*Requirement*.
Retype the material below from the line with "Draw the outline of every instance of the jar shoulder." to the line with "M631 251L569 219L536", including both of those lines, with every character unchanged.
^^^^
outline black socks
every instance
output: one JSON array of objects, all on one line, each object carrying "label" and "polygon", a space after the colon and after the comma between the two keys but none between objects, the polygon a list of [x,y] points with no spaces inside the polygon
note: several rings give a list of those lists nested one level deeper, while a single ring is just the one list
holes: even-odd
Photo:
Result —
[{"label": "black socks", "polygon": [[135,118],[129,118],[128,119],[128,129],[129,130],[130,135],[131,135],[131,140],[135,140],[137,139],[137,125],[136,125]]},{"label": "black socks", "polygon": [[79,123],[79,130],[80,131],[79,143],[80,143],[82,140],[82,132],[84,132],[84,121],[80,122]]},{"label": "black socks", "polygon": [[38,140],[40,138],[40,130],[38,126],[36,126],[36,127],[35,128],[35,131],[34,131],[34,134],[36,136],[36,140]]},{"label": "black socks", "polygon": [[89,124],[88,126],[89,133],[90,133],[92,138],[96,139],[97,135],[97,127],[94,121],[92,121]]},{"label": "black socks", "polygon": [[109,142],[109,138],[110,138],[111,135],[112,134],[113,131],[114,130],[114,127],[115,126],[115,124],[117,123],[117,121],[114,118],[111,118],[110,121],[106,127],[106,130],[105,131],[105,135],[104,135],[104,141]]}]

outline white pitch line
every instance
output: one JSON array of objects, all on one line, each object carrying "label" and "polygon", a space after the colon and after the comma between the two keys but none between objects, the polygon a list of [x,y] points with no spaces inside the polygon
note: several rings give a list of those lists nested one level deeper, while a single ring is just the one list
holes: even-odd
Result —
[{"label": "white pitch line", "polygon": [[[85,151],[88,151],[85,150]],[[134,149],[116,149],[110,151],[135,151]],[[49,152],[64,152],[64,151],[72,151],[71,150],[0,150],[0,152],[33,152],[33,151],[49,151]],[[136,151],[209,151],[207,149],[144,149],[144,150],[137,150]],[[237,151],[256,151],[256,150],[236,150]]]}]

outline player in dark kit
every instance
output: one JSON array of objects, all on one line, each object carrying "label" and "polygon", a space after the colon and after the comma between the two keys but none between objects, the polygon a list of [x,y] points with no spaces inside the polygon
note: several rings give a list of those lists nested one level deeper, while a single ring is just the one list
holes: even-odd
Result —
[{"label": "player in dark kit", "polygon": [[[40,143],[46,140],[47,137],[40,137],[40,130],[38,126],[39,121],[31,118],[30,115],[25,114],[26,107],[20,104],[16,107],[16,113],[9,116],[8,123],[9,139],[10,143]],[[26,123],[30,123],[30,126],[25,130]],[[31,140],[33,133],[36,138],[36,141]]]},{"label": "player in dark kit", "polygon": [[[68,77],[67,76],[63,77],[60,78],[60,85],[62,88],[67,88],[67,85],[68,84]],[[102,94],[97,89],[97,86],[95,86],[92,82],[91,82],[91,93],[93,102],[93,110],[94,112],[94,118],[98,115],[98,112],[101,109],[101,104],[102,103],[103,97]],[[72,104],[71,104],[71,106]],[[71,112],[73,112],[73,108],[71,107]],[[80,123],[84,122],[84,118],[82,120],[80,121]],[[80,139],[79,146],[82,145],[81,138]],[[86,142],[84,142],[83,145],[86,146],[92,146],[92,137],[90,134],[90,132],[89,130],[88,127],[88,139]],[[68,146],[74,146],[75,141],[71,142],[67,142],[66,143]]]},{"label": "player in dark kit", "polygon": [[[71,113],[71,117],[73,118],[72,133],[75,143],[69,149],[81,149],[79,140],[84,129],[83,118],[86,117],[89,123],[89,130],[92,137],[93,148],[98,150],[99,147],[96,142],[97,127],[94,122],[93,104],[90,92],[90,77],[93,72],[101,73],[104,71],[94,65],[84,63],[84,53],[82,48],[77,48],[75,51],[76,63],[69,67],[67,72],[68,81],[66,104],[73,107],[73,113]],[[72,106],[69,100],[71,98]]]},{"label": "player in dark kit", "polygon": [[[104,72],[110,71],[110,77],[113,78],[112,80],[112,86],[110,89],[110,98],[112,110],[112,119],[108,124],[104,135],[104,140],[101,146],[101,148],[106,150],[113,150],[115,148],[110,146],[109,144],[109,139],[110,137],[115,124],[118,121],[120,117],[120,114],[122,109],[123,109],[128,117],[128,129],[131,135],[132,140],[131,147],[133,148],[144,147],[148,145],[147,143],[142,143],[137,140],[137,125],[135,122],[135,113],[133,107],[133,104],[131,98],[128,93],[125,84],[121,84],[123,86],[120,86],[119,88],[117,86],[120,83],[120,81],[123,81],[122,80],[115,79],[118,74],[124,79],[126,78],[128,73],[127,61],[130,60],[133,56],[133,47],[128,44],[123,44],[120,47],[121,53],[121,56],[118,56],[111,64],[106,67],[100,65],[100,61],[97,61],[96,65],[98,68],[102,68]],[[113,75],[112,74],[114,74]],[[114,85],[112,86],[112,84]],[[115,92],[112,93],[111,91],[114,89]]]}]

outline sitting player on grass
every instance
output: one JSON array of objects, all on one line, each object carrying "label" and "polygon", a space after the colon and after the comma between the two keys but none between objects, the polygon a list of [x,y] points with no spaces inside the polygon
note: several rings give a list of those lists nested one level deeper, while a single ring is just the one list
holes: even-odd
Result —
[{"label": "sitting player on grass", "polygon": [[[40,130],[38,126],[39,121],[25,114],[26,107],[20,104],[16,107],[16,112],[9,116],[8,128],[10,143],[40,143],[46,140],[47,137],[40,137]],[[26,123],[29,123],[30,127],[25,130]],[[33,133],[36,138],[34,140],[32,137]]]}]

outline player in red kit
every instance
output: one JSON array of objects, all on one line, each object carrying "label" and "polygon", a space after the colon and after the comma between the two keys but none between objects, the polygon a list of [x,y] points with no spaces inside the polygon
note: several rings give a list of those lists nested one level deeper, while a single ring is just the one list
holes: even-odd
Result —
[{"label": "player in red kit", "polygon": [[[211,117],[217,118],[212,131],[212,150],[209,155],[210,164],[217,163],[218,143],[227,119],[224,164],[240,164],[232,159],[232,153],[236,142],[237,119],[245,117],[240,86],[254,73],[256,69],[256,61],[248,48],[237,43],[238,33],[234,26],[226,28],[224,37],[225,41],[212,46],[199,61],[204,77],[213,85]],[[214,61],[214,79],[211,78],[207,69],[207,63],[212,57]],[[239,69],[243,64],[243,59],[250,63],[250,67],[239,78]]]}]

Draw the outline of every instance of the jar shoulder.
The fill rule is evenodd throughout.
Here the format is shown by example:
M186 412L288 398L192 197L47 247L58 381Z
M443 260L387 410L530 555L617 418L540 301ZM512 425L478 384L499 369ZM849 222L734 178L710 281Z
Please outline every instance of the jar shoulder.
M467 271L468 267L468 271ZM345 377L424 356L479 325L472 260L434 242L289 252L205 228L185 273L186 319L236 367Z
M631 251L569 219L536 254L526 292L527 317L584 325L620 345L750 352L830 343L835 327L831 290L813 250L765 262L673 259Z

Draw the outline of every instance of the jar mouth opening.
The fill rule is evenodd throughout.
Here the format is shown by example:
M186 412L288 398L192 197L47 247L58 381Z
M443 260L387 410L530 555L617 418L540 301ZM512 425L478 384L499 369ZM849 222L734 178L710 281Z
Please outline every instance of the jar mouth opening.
^^^^
*Solution below*.
Draw the outline of every instance of the jar shoulder.
The fill rule is evenodd throughout.
Here the format is shown by example:
M186 412L288 398L192 197L47 247L58 381Z
M443 260L387 410L530 555L617 418L540 301ZM512 425L478 384L499 369ZM849 222L734 178L710 281Z
Please outline every instance of the jar shoulder.
M467 271L468 267L468 271ZM345 377L424 356L479 325L472 260L434 242L289 252L205 228L185 273L186 319L236 367Z
M631 251L569 219L536 254L526 292L527 317L584 325L620 345L750 352L830 343L835 327L831 290L813 250L765 262L673 259Z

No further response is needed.